• AIM A
Reproduce the section of the pen-turning thread starting at "Yes, I try hard" and ending at "get that flow.".
• AIM B
List every kind of wood mentioned in the pen-turning thread.
• AIM C
In the pen-turning thread, to what grit was the first pen sanded?

# Something Different.



## Schroedc (Jan 13, 2014)

Earlier today I was looking at the kitless fountain pen another member had built and wanted to look at doing something new, an hour of surfing other forums and watching a few youtube videos and I came away with a great piece of advice- start eliminating the kit parts one at a time to expand your skill set. So I decided to clean out my box of miscellaneous parts and see what was in there. I had an extra center band and a tip and said to myself, "I've got that closed end mandrel on the shelf I've never used, Lets come up with a one of a kind pen for kicks and giggles"

An hour or so later, a piece of Amboyna Burl from Marcus and some trial and luckily very little error I came up with a cross style pen with a thicker comfort style band in the middle and no pocket clip (I tend to snap clips off when I'm not paying attention )

C and C always welcome

(Finished with a couple coats of CA, sanded to 1500, polished and waxed)

Reactions: Like 9


----------



## Fret440 (Jan 13, 2014)

I like how the color seams uninterrupted as it changes from one end to the other.

Jacob


----------



## Schroedc (Jan 13, 2014)

Fret440 said:


> I like how the color seams uninterrupted as it changes from one end to the other.
> 
> Jacob



Yes, I try hard to match the halves up. When I'm cutting and turning I always make an index mark to remember which faces go together so I can line up the grains at the end. this Amboyna was a wonderful two tone so I specifically cut it there to get that flow.


----------



## duncsuss (Jan 13, 2014)

Very nice work!

You don't have to stop there, Colin -- try another experiment, such as making your own center band from a piece of contrasting wood ... or even simply leave out the center band altogether (I usually leave a little extra wood at the middles to compensate for the missing band, i.e. don't trim all the way up to the ends of the brass tubes.) Examples: first is lignum vitae with a katalox centerband glued to the nib end of the pen; second is brown mallee burl, no centerband.

Reactions: Like 1


----------



## Schroedc (Jan 13, 2014)

duncsuss said:


> Very nice work!
> 
> You don't have to stop there, Colin -- try another experiment, such as making your own center band from a piece of contrasting wood ... or even simply leave out the center band altogether (I usually leave a little extra wood at the middles to compensate for the missing band, i.e. don't trim all the way up to the ends of the brass tubes.) Examples: first is lignum vitae with a katalox centerband glued to the nib end of the pen; second is brown mallee burl, no centerband.
> 
> View attachment 39480 View attachment 39481




I appreciate the input. I like the wood band idea or no band...... Kinda like Doc's pepper mills....


----------



## duncsuss (Jan 13, 2014)

Schroedc said:


> I appreciate the input. I like the wood band idea or no band...... Kinda like Doc's pepper mills....


The liberating aspect of it is that after the blanks are rounded down to less than the diameter of your barrel trimmer (or from the very outset, if you trim the ends down on a sander) you can simply remove the center bushing and make the diameter at the split absolutely anything you want and the top and bottom barrel will match where they meet.

Reactions: Like 1


----------



## Schroedc (Jan 13, 2014)

duncsuss said:


> The liberating aspect of it is that after the blanks are rounded down to less than the diameter of your barrel trimmer (or from the very outset, if you trim the ends down on a sander) you can simply remove the center bushing and make the diameter at the split absolutely anything you want and the top and bottom barrel will match where they meet.




Thanks for the idea, here is what I spent the last hour working on.....

Reactions: Like 8


----------



## duncsuss (Jan 13, 2014)

Now _*that's*_ taking it to the next level ... great job

Reactions: Like 1


----------



## rdabpenman (Jan 13, 2014)

Great looking writing instruments.
Well done.

Les

Reactions: Like 1


----------



## manbuckwal (Jan 13, 2014)

Really like the last one !!! Well done!


----------

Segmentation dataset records
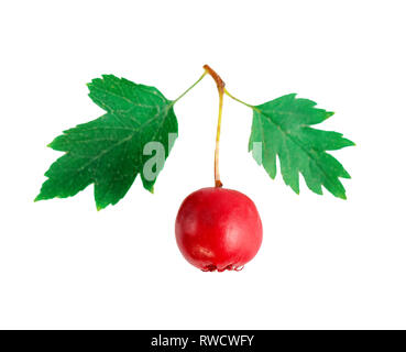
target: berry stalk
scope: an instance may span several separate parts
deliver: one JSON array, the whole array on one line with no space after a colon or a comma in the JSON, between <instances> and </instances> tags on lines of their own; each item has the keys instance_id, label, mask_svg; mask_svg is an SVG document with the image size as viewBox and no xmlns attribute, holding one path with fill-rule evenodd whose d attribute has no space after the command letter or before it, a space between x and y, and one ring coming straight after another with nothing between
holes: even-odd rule
<instances>
[{"instance_id":1,"label":"berry stalk","mask_svg":"<svg viewBox=\"0 0 406 352\"><path fill-rule=\"evenodd\" d=\"M204 69L209 74L217 85L217 90L219 91L219 116L217 119L217 133L216 133L216 150L215 150L215 186L222 187L220 180L220 168L219 168L219 153L220 153L220 133L221 133L221 116L222 116L222 102L224 98L224 81L221 77L209 66L205 65Z\"/></svg>"}]
</instances>

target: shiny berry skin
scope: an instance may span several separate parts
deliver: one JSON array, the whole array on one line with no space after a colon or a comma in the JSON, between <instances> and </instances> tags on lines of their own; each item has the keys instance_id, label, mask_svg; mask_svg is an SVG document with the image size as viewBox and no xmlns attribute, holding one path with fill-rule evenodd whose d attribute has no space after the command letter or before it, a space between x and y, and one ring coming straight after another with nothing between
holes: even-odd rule
<instances>
[{"instance_id":1,"label":"shiny berry skin","mask_svg":"<svg viewBox=\"0 0 406 352\"><path fill-rule=\"evenodd\" d=\"M260 250L262 222L254 202L227 188L202 188L183 201L176 242L185 258L205 272L240 270Z\"/></svg>"}]
</instances>

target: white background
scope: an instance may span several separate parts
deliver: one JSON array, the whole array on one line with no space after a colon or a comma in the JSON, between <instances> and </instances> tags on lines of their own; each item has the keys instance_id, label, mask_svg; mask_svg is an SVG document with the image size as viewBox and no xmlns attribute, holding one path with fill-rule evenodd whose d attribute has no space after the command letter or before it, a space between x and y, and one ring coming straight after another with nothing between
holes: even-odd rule
<instances>
[{"instance_id":1,"label":"white background","mask_svg":"<svg viewBox=\"0 0 406 352\"><path fill-rule=\"evenodd\" d=\"M404 1L3 1L0 6L0 328L406 328ZM226 100L222 180L264 226L240 273L178 252L182 200L211 186L218 97L175 107L179 139L155 185L97 212L33 202L61 155L45 145L102 113L86 82L114 74L176 98L210 64L233 95L297 92L356 142L334 152L348 200L300 196L248 153L251 112Z\"/></svg>"}]
</instances>

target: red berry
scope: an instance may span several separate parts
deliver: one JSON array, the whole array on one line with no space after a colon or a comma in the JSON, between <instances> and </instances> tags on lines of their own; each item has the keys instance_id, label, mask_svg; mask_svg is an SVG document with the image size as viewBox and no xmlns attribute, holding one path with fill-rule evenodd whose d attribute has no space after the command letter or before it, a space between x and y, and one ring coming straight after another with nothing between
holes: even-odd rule
<instances>
[{"instance_id":1,"label":"red berry","mask_svg":"<svg viewBox=\"0 0 406 352\"><path fill-rule=\"evenodd\" d=\"M176 242L185 258L202 271L240 270L260 250L262 222L254 202L226 188L190 194L176 217Z\"/></svg>"}]
</instances>

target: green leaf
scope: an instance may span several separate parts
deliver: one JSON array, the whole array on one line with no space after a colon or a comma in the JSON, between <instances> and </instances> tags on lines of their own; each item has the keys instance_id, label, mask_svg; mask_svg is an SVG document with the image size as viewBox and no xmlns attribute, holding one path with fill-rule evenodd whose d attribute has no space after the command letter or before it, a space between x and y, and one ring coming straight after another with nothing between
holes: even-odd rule
<instances>
[{"instance_id":1,"label":"green leaf","mask_svg":"<svg viewBox=\"0 0 406 352\"><path fill-rule=\"evenodd\" d=\"M112 75L94 79L88 87L89 97L107 113L64 131L48 145L66 154L45 173L48 179L35 200L72 197L94 184L99 210L123 198L138 174L144 188L153 191L177 136L174 101L154 87ZM151 158L144 146L152 141L160 142L164 156L151 176L143 168Z\"/></svg>"},{"instance_id":2,"label":"green leaf","mask_svg":"<svg viewBox=\"0 0 406 352\"><path fill-rule=\"evenodd\" d=\"M298 99L292 94L252 107L249 151L272 178L276 176L277 155L284 182L295 193L299 193L300 173L314 193L321 195L323 186L336 197L345 199L345 189L339 177L350 178L350 175L326 151L354 143L342 138L341 133L310 128L333 114L315 106L316 102Z\"/></svg>"}]
</instances>

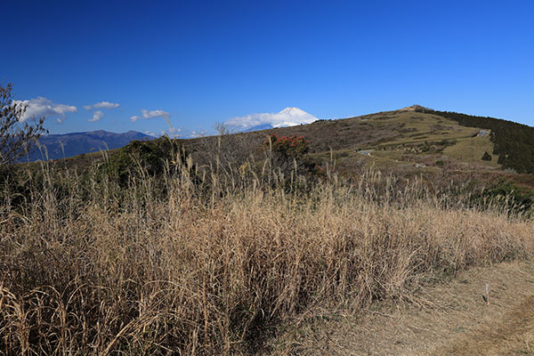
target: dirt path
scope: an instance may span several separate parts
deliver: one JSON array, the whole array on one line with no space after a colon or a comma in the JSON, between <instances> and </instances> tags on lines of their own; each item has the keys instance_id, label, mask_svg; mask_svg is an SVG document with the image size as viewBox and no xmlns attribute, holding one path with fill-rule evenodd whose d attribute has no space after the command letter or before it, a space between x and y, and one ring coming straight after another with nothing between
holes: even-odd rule
<instances>
[{"instance_id":1,"label":"dirt path","mask_svg":"<svg viewBox=\"0 0 534 356\"><path fill-rule=\"evenodd\" d=\"M278 343L275 354L534 355L534 263L473 269L360 318L308 320Z\"/></svg>"}]
</instances>

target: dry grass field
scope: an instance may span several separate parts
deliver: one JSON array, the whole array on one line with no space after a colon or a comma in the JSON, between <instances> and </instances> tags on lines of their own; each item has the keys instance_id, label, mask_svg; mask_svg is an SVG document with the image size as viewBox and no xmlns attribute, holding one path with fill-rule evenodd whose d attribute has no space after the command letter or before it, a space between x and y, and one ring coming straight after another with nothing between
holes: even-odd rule
<instances>
[{"instance_id":1,"label":"dry grass field","mask_svg":"<svg viewBox=\"0 0 534 356\"><path fill-rule=\"evenodd\" d=\"M318 306L404 303L534 253L531 218L454 187L184 165L126 188L44 165L23 193L4 186L0 352L255 353Z\"/></svg>"}]
</instances>

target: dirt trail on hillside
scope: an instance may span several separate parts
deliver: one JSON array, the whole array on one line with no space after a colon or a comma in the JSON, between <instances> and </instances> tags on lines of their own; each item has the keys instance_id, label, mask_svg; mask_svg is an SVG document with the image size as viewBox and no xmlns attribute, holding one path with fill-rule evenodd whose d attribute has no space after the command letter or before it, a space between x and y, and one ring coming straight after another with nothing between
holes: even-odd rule
<instances>
[{"instance_id":1,"label":"dirt trail on hillside","mask_svg":"<svg viewBox=\"0 0 534 356\"><path fill-rule=\"evenodd\" d=\"M534 355L534 263L475 268L425 287L404 305L328 319L302 323L278 340L274 353Z\"/></svg>"}]
</instances>

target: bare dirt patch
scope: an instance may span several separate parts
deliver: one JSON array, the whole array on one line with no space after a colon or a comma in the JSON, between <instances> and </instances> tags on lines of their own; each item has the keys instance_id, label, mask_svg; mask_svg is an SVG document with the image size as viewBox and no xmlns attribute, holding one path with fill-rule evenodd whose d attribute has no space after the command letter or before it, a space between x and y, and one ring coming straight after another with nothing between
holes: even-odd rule
<instances>
[{"instance_id":1,"label":"bare dirt patch","mask_svg":"<svg viewBox=\"0 0 534 356\"><path fill-rule=\"evenodd\" d=\"M534 355L534 263L475 268L360 316L309 318L274 348L274 354Z\"/></svg>"}]
</instances>

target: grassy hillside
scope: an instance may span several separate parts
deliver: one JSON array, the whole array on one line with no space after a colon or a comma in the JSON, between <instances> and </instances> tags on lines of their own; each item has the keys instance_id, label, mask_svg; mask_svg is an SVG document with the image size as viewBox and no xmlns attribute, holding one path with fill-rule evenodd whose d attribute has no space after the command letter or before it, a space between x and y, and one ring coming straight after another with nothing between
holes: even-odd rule
<instances>
[{"instance_id":1,"label":"grassy hillside","mask_svg":"<svg viewBox=\"0 0 534 356\"><path fill-rule=\"evenodd\" d=\"M410 115L347 122L453 131ZM401 155L453 147L413 133L391 130L372 144ZM256 353L313 307L360 312L409 301L443 276L534 255L531 201L514 186L365 165L344 177L332 158L316 169L324 152L306 154L303 139L257 147L247 137L138 142L83 171L43 163L3 175L0 350ZM344 150L394 162L360 148Z\"/></svg>"}]
</instances>

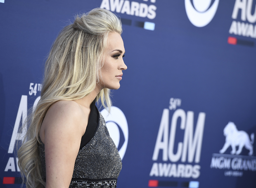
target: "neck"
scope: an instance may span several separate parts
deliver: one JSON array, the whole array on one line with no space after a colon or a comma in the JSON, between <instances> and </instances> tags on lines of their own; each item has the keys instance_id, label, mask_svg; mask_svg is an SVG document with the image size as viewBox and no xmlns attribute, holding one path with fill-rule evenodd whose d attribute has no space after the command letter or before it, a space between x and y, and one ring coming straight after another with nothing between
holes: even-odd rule
<instances>
[{"instance_id":1,"label":"neck","mask_svg":"<svg viewBox=\"0 0 256 188\"><path fill-rule=\"evenodd\" d=\"M101 90L100 87L97 85L94 90L88 95L84 96L82 98L79 99L75 99L73 101L85 107L90 108L91 103L97 96Z\"/></svg>"}]
</instances>

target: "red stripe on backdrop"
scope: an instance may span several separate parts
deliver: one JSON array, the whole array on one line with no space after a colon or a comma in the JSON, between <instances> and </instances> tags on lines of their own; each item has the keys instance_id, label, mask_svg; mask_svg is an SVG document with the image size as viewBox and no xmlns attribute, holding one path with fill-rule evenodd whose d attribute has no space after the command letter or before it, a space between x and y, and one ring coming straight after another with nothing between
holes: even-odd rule
<instances>
[{"instance_id":1,"label":"red stripe on backdrop","mask_svg":"<svg viewBox=\"0 0 256 188\"><path fill-rule=\"evenodd\" d=\"M15 177L4 177L2 184L14 184Z\"/></svg>"},{"instance_id":2,"label":"red stripe on backdrop","mask_svg":"<svg viewBox=\"0 0 256 188\"><path fill-rule=\"evenodd\" d=\"M156 187L158 186L158 180L150 180L149 181L149 187Z\"/></svg>"},{"instance_id":3,"label":"red stripe on backdrop","mask_svg":"<svg viewBox=\"0 0 256 188\"><path fill-rule=\"evenodd\" d=\"M236 45L237 43L237 39L235 37L228 37L228 43L230 45Z\"/></svg>"}]
</instances>

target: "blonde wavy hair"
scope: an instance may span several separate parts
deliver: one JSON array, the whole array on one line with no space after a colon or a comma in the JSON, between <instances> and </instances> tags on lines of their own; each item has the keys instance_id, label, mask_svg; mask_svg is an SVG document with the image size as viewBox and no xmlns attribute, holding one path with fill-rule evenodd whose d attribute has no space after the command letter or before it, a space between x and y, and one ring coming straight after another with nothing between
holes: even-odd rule
<instances>
[{"instance_id":1,"label":"blonde wavy hair","mask_svg":"<svg viewBox=\"0 0 256 188\"><path fill-rule=\"evenodd\" d=\"M41 99L29 115L29 127L17 153L27 188L45 185L42 177L38 138L47 110L58 101L81 99L95 89L101 76L108 35L111 32L121 35L122 32L121 21L116 15L96 8L77 16L53 43L45 63ZM100 99L104 107L109 108L108 89L100 91L97 101Z\"/></svg>"}]
</instances>

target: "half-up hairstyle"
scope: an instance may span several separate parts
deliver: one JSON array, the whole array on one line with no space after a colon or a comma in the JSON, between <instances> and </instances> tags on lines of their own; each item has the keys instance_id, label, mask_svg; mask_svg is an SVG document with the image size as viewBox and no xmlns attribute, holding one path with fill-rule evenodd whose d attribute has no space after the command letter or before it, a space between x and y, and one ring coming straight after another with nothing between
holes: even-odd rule
<instances>
[{"instance_id":1,"label":"half-up hairstyle","mask_svg":"<svg viewBox=\"0 0 256 188\"><path fill-rule=\"evenodd\" d=\"M122 31L121 21L116 15L96 8L77 16L53 43L45 63L41 99L28 116L29 127L18 151L19 166L27 188L45 186L38 138L47 110L57 101L81 99L93 91L101 76L108 35L111 32L121 35ZM102 89L97 98L100 99L104 107L110 108L108 89Z\"/></svg>"}]
</instances>

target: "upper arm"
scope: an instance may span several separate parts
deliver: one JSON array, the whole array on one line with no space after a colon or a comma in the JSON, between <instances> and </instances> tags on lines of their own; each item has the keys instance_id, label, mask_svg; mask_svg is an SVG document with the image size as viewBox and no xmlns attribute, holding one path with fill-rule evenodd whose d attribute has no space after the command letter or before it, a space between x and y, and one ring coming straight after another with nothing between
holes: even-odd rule
<instances>
[{"instance_id":1,"label":"upper arm","mask_svg":"<svg viewBox=\"0 0 256 188\"><path fill-rule=\"evenodd\" d=\"M49 108L42 124L47 188L69 187L85 130L79 108L73 101L60 102Z\"/></svg>"}]
</instances>

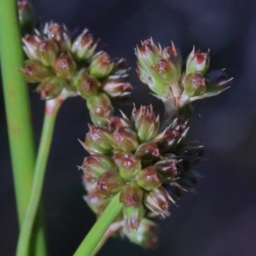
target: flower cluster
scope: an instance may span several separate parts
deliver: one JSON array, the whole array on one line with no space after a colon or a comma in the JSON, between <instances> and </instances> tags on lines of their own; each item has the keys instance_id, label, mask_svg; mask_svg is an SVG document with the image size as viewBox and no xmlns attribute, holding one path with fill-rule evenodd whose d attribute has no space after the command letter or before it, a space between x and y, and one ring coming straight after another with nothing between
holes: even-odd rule
<instances>
[{"instance_id":1,"label":"flower cluster","mask_svg":"<svg viewBox=\"0 0 256 256\"><path fill-rule=\"evenodd\" d=\"M141 81L177 110L193 101L221 93L232 80L224 70L207 73L209 51L195 51L195 47L185 65L173 43L162 49L150 38L137 47L136 55Z\"/></svg>"},{"instance_id":2,"label":"flower cluster","mask_svg":"<svg viewBox=\"0 0 256 256\"><path fill-rule=\"evenodd\" d=\"M80 166L88 192L85 201L101 215L119 193L124 207L118 220L123 219L124 225L119 232L133 242L154 246L157 238L151 220L169 216L182 192L196 183L192 168L202 147L182 143L187 122L175 119L161 131L151 105L134 107L131 119L122 113L108 121L108 126L90 126L81 142L90 154Z\"/></svg>"},{"instance_id":3,"label":"flower cluster","mask_svg":"<svg viewBox=\"0 0 256 256\"><path fill-rule=\"evenodd\" d=\"M113 111L110 98L129 95L124 59L114 62L107 52L96 52L98 42L88 29L73 38L65 26L49 22L42 32L26 35L23 43L28 60L21 72L29 83L39 83L43 99L55 98L63 90L80 95L93 123L104 125Z\"/></svg>"}]
</instances>

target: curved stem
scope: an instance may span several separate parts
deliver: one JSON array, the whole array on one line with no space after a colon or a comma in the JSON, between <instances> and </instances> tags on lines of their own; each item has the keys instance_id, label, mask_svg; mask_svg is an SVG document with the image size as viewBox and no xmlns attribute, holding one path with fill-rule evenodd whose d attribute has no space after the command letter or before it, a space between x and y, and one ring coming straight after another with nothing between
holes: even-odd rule
<instances>
[{"instance_id":1,"label":"curved stem","mask_svg":"<svg viewBox=\"0 0 256 256\"><path fill-rule=\"evenodd\" d=\"M60 108L62 102L62 98L46 102L43 131L35 166L31 197L25 220L19 236L16 251L17 256L28 255L32 231L42 194L45 167L52 141L55 121L58 109Z\"/></svg>"},{"instance_id":2,"label":"curved stem","mask_svg":"<svg viewBox=\"0 0 256 256\"><path fill-rule=\"evenodd\" d=\"M19 224L25 218L30 196L35 152L31 112L25 83L20 68L23 65L21 37L17 17L16 0L0 0L0 58L11 153L12 171ZM38 247L34 255L45 255L42 218L34 230L33 241Z\"/></svg>"},{"instance_id":3,"label":"curved stem","mask_svg":"<svg viewBox=\"0 0 256 256\"><path fill-rule=\"evenodd\" d=\"M90 256L92 255L97 244L106 233L108 228L123 208L123 204L119 202L119 194L113 197L112 201L93 225L85 238L74 253L74 256Z\"/></svg>"}]
</instances>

• REPLY A
Yes, I try hard to match the halves up. When I'm cutting and turning I always make an index mark to remember which faces go together so I can line up the grains at the end. this Amboyna was a wonderful two tone so I specifically cut it there to get that flow.

• REPLY B
Amboyna burl, lignum vitae, katalox, brown mallee burl

• REPLY C
It was sanded to 1500.